Do this: Reproduce every line of the records below word for word, but leave out the pictures.

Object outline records
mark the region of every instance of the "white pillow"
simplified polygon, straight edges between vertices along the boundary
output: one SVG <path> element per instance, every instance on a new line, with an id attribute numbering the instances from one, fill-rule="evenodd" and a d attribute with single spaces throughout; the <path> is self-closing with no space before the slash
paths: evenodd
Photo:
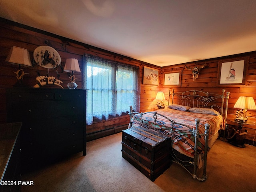
<path id="1" fill-rule="evenodd" d="M 186 111 L 190 108 L 190 107 L 188 106 L 184 106 L 183 105 L 172 104 L 168 106 L 168 108 L 172 109 L 176 109 L 180 111 Z"/>
<path id="2" fill-rule="evenodd" d="M 220 114 L 219 112 L 213 109 L 208 109 L 206 108 L 193 107 L 190 108 L 188 110 L 190 112 L 202 113 L 203 114 L 207 114 L 209 115 L 218 115 Z"/>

Exercise response:
mark the region of every instance of the "white pillow"
simplified polygon, straight edges between vertices along the boundary
output: one SVG <path> element per instance, every instance on a new line, with an id attribute numbering the instances from one, fill-rule="evenodd" and a d attribute with single spaces throughout; the <path> is self-closing with no space before the slash
paths: evenodd
Photo:
<path id="1" fill-rule="evenodd" d="M 186 111 L 190 108 L 190 107 L 188 106 L 184 106 L 183 105 L 172 104 L 168 106 L 168 108 L 172 109 L 176 109 L 180 111 Z"/>
<path id="2" fill-rule="evenodd" d="M 220 114 L 219 112 L 213 109 L 208 109 L 206 108 L 193 107 L 190 108 L 188 110 L 190 112 L 202 113 L 203 114 L 207 114 L 209 115 L 218 115 Z"/>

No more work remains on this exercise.